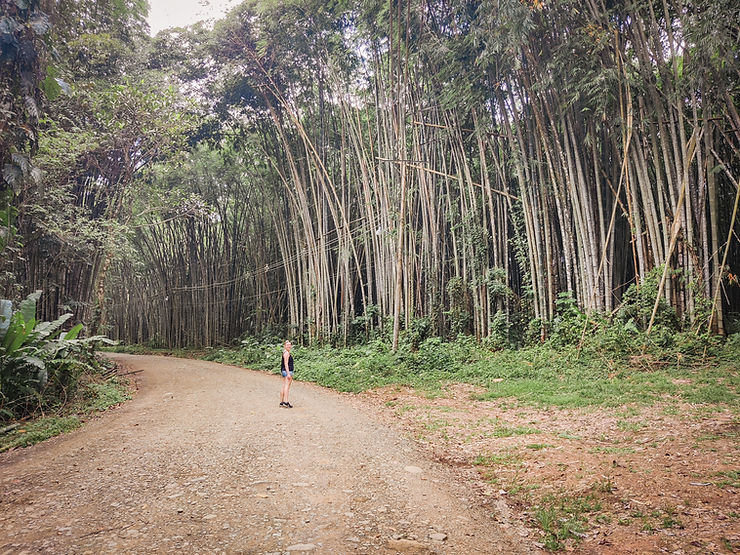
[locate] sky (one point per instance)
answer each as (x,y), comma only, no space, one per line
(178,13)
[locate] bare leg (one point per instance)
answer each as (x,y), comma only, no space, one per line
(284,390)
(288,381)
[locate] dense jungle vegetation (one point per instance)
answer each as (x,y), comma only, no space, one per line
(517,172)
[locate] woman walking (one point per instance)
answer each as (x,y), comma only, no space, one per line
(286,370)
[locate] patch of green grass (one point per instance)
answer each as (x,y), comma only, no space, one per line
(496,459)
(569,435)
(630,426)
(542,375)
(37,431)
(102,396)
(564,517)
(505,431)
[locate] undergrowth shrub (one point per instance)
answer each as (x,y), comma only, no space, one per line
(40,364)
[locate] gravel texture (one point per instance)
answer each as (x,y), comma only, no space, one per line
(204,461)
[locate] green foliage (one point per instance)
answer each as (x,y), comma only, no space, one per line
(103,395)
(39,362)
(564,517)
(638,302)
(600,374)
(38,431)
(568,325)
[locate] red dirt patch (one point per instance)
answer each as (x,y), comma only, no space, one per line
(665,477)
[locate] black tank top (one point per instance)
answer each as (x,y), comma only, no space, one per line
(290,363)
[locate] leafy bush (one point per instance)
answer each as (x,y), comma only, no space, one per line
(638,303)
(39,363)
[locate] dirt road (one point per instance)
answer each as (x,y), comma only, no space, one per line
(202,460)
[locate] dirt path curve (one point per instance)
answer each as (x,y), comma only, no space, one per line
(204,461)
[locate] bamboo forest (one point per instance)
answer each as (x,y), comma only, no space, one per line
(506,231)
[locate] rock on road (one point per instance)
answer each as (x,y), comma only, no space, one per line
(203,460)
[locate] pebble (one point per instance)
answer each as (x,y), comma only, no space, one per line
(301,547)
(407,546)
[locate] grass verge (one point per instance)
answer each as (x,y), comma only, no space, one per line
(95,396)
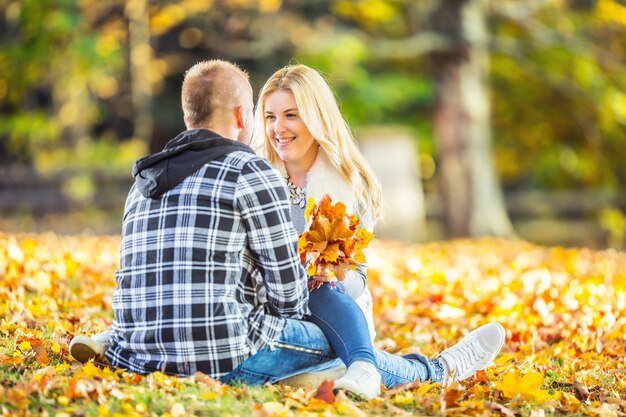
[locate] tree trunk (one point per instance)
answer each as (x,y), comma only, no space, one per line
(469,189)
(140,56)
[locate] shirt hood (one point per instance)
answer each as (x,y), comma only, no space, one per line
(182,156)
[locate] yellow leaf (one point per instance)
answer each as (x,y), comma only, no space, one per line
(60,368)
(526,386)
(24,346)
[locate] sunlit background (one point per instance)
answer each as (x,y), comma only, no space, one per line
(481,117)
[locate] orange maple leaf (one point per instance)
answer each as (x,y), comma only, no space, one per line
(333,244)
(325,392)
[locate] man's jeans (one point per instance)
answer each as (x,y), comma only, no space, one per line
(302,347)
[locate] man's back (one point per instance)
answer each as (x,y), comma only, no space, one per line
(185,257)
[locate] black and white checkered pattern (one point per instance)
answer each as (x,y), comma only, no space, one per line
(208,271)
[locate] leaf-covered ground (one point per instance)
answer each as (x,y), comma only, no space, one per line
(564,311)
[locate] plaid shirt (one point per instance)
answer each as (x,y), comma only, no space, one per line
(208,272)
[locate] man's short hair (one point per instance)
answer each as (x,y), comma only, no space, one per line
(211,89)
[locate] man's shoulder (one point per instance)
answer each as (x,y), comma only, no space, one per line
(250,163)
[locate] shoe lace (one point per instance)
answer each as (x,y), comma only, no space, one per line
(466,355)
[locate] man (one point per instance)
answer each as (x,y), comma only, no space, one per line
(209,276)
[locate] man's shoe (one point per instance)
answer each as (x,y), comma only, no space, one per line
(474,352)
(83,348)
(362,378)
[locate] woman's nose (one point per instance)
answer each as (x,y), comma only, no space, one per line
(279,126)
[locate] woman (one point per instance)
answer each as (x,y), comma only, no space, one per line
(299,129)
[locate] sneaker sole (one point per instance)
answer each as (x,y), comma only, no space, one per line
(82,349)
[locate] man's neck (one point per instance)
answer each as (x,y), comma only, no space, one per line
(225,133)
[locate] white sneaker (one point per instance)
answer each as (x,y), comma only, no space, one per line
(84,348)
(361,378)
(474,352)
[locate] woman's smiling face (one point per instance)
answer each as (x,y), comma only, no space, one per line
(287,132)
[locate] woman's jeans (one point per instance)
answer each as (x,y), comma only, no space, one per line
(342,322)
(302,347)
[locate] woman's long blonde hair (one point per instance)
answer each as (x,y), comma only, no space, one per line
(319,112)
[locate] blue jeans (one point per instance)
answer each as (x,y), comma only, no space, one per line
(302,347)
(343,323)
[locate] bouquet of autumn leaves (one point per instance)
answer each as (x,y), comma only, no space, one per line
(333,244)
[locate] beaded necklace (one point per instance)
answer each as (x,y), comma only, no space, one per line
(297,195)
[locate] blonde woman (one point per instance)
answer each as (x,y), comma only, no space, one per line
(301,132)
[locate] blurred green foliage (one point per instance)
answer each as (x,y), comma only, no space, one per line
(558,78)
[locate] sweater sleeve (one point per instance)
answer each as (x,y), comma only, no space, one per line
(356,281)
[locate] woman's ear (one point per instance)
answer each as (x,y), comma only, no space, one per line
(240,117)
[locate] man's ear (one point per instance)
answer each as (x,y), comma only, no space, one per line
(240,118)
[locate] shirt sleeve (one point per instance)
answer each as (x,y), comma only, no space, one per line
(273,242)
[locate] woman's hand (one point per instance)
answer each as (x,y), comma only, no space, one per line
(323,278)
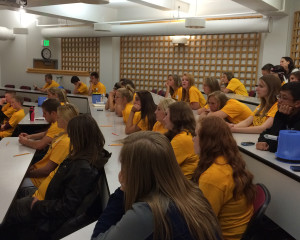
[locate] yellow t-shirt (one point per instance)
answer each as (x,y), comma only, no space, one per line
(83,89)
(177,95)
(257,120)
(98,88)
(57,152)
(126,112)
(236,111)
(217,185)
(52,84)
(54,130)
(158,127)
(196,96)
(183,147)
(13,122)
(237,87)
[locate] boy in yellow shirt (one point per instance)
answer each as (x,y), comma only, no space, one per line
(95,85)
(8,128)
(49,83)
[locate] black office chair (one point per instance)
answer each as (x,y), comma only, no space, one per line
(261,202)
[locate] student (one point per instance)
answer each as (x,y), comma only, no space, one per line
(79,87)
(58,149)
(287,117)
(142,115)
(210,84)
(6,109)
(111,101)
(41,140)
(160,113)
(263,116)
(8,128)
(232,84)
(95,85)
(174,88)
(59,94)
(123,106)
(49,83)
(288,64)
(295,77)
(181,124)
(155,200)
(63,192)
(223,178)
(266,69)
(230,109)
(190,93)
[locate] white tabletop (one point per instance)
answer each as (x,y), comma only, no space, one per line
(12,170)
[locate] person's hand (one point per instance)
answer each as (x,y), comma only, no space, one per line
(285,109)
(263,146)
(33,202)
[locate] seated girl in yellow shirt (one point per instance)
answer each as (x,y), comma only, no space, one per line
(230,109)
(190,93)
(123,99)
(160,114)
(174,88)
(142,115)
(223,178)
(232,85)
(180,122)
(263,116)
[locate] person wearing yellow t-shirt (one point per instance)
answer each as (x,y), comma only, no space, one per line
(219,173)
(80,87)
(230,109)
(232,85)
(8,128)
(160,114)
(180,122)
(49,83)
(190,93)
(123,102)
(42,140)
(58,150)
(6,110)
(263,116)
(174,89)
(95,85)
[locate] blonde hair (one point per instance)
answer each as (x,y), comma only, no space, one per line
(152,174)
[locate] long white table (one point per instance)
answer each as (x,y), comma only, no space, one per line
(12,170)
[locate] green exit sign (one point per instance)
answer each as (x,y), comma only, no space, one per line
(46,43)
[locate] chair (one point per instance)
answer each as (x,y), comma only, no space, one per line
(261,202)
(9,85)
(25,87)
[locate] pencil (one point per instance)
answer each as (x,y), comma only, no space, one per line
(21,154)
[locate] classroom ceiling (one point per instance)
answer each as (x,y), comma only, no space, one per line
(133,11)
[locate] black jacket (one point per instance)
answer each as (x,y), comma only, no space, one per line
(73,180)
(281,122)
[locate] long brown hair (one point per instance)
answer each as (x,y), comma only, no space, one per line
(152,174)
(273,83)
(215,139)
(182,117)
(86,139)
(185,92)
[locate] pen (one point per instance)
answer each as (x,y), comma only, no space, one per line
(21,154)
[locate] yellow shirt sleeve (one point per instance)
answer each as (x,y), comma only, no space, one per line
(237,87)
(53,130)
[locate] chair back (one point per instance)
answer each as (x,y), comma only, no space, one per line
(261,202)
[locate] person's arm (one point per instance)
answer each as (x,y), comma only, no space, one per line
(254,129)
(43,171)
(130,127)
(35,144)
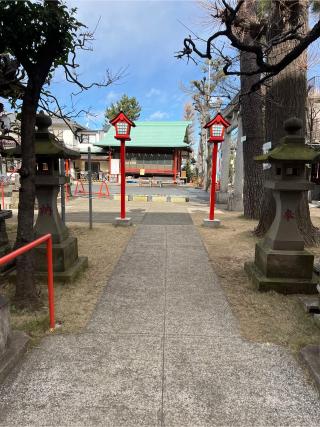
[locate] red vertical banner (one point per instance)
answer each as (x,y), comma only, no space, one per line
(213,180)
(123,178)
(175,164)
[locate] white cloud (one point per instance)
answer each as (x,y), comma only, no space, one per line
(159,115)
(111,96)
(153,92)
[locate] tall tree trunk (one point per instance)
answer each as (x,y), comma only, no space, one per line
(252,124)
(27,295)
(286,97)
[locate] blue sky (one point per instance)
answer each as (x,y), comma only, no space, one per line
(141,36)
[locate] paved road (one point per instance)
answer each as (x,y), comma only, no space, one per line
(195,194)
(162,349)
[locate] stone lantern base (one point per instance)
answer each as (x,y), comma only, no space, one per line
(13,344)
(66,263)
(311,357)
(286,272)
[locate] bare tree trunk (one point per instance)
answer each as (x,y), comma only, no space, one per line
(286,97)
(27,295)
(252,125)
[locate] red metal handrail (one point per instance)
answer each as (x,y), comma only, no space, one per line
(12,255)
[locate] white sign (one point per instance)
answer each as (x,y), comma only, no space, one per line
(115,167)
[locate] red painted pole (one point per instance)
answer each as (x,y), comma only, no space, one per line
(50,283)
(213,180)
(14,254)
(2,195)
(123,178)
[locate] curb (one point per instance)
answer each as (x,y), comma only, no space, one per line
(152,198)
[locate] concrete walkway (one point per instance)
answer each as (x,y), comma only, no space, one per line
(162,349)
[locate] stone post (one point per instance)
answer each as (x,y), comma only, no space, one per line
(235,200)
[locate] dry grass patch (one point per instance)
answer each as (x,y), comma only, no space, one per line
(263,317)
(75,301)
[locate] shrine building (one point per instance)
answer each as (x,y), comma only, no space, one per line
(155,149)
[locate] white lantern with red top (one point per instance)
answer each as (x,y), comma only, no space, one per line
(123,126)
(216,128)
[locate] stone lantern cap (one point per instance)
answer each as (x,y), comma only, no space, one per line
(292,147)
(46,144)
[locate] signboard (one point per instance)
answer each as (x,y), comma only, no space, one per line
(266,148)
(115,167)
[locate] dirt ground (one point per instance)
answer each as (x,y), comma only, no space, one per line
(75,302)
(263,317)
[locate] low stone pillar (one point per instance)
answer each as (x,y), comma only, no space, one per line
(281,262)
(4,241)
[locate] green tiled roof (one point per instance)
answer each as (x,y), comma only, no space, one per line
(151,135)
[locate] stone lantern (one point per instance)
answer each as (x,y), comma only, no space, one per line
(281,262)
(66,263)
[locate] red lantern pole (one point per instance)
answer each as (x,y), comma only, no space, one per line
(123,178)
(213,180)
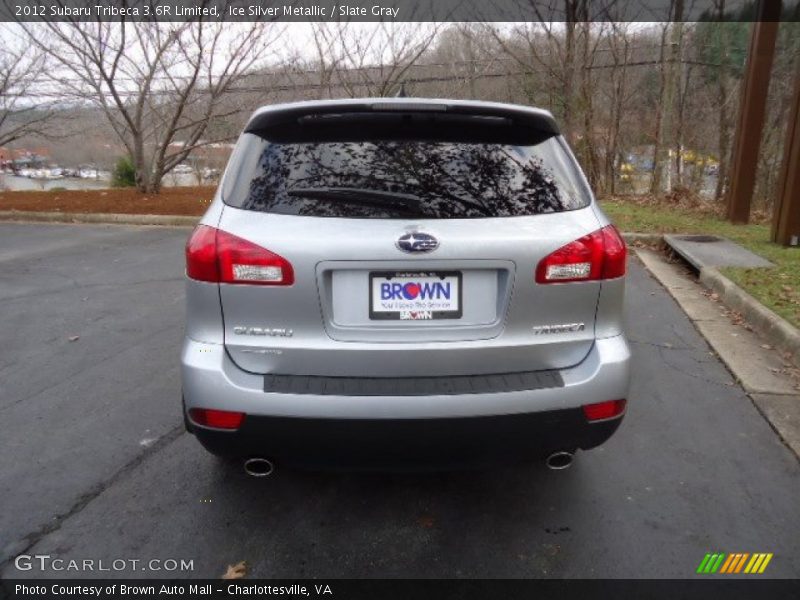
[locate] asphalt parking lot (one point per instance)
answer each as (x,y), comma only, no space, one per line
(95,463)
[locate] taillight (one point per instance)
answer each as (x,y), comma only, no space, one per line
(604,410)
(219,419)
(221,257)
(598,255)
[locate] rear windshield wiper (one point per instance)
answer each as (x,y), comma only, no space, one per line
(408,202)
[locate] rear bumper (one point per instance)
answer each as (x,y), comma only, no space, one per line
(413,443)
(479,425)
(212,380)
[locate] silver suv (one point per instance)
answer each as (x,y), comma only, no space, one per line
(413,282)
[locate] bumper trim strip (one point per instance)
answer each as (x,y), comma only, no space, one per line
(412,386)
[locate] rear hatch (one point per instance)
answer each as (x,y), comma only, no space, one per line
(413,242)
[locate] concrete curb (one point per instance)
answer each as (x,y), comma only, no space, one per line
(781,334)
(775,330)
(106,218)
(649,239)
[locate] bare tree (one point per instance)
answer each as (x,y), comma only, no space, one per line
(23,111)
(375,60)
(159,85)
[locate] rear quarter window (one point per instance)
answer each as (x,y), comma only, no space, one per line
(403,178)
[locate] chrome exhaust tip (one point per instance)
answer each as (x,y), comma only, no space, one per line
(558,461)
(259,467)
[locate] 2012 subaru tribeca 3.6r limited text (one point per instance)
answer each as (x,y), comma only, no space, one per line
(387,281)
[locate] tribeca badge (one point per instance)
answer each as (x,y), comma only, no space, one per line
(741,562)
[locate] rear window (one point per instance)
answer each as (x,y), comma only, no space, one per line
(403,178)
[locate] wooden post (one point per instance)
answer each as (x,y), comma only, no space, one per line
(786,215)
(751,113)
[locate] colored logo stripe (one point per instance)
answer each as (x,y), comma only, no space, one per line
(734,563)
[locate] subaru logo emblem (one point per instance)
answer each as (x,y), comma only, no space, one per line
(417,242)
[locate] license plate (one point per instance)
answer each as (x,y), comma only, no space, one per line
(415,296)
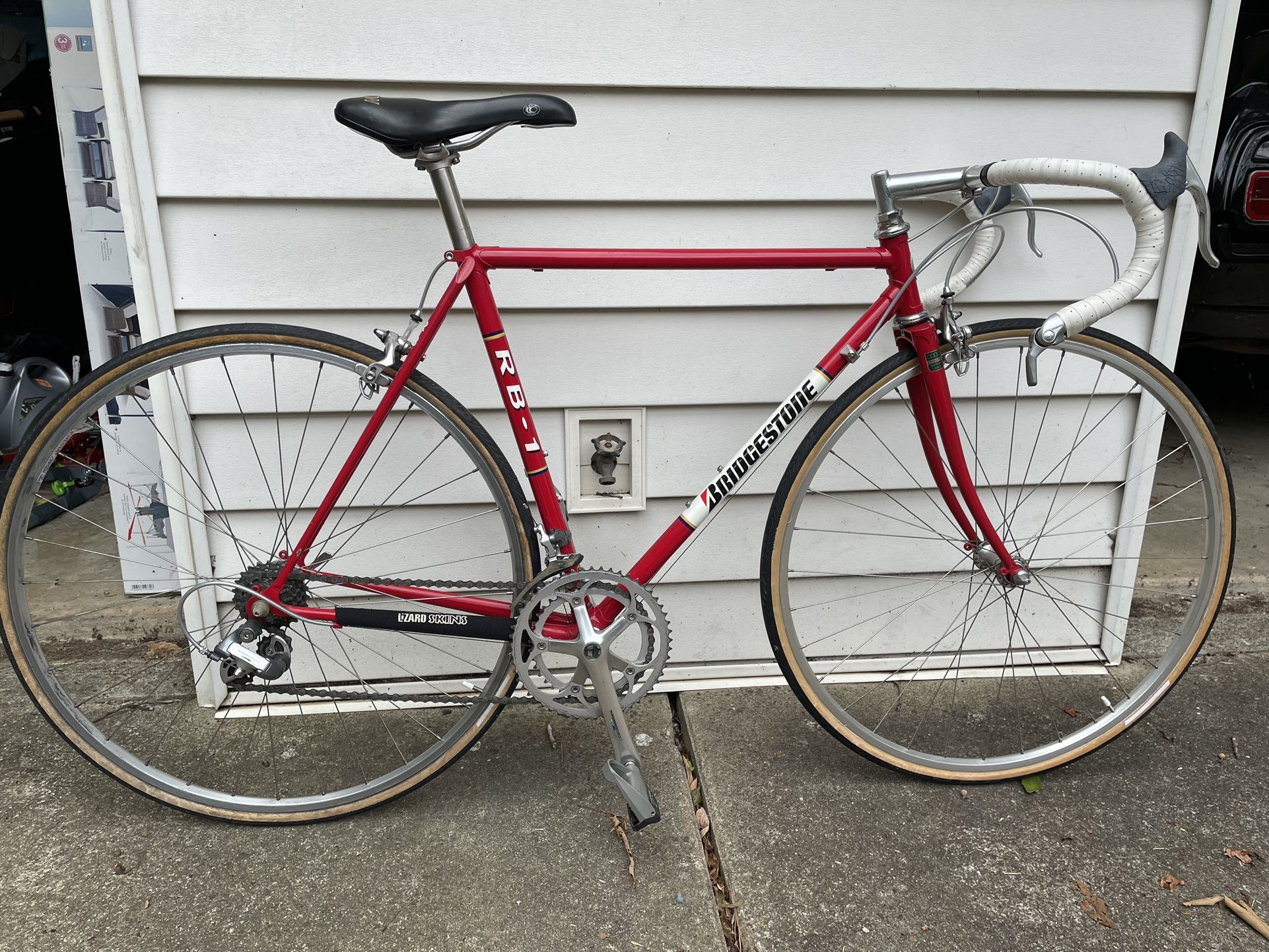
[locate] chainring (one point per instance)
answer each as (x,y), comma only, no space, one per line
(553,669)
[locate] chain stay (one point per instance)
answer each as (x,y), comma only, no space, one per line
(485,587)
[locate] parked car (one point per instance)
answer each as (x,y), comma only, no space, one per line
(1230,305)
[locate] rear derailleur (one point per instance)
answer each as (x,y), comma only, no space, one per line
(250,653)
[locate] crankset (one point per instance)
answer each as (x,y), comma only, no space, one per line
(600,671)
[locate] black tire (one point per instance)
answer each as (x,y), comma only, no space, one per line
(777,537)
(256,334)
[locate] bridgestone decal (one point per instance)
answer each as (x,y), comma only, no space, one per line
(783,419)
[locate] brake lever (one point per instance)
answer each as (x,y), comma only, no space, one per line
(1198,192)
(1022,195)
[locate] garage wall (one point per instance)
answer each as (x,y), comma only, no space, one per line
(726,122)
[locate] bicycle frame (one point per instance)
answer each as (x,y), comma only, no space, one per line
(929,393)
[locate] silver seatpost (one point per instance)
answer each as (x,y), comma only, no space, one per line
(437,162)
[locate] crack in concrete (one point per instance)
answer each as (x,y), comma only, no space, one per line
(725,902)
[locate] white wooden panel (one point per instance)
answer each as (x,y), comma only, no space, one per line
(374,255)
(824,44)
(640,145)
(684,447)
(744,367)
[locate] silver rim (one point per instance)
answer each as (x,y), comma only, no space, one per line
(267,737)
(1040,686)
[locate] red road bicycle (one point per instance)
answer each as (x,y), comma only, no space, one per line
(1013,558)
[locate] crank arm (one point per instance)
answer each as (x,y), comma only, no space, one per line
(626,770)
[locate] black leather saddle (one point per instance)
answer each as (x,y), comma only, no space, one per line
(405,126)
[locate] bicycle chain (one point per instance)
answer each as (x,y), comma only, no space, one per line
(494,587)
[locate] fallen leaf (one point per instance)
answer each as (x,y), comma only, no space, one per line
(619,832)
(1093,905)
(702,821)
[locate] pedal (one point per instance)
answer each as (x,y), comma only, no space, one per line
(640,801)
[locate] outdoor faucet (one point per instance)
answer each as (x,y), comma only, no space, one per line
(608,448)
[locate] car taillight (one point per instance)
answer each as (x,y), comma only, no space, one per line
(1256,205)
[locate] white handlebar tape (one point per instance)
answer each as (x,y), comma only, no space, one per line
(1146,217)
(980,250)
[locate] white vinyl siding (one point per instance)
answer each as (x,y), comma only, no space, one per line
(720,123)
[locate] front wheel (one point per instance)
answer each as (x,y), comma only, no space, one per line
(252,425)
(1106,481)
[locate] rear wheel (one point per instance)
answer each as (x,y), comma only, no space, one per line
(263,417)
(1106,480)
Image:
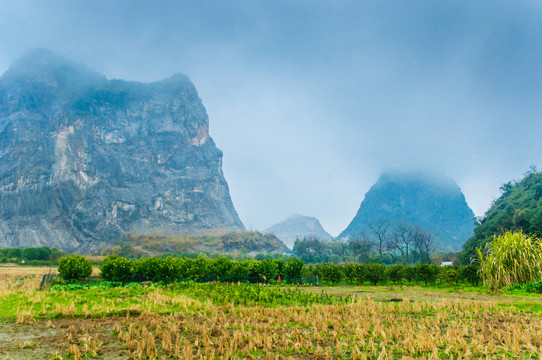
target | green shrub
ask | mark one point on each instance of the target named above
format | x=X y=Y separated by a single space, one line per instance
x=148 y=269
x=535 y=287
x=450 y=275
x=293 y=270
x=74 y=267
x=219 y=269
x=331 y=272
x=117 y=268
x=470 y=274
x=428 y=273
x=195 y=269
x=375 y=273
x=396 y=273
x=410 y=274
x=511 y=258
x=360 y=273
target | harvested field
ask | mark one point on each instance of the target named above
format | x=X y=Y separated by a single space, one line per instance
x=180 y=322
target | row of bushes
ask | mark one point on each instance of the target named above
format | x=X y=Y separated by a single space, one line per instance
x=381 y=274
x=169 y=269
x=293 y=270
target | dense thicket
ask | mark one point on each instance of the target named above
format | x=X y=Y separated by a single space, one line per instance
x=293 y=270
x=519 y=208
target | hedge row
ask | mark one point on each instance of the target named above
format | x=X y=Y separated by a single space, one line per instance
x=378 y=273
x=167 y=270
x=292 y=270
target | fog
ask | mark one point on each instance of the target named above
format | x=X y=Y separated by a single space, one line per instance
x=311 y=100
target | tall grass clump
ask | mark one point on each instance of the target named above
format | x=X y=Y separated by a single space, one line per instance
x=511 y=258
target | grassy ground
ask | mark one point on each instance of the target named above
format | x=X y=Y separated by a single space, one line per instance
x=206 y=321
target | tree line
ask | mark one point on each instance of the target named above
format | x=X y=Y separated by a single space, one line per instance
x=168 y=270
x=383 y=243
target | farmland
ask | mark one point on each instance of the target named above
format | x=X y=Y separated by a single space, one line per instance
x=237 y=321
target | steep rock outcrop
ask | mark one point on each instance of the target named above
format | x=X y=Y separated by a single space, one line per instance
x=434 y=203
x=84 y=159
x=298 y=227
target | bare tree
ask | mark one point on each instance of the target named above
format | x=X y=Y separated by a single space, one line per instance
# # # # # # #
◆ **EXERCISE GOAL**:
Set apart and copy each line of the records that holds the word "white".

◆ **TASK OUTPUT**:
[locate] black and white checkered pattern (one point per instance)
[locate] white sneaker (one point per instance)
[locate] white tabletop (one point per instance)
[locate] long white table (one point per instance)
[locate] white cloud (one point per instance)
[locate] white sign (one point per instance)
[locate] white lantern with red top (one point per instance)
[locate] white wooden panel (one point per instance)
[locate] white handlebar tape (one point per instance)
[locate] white vinyl siding (one point per instance)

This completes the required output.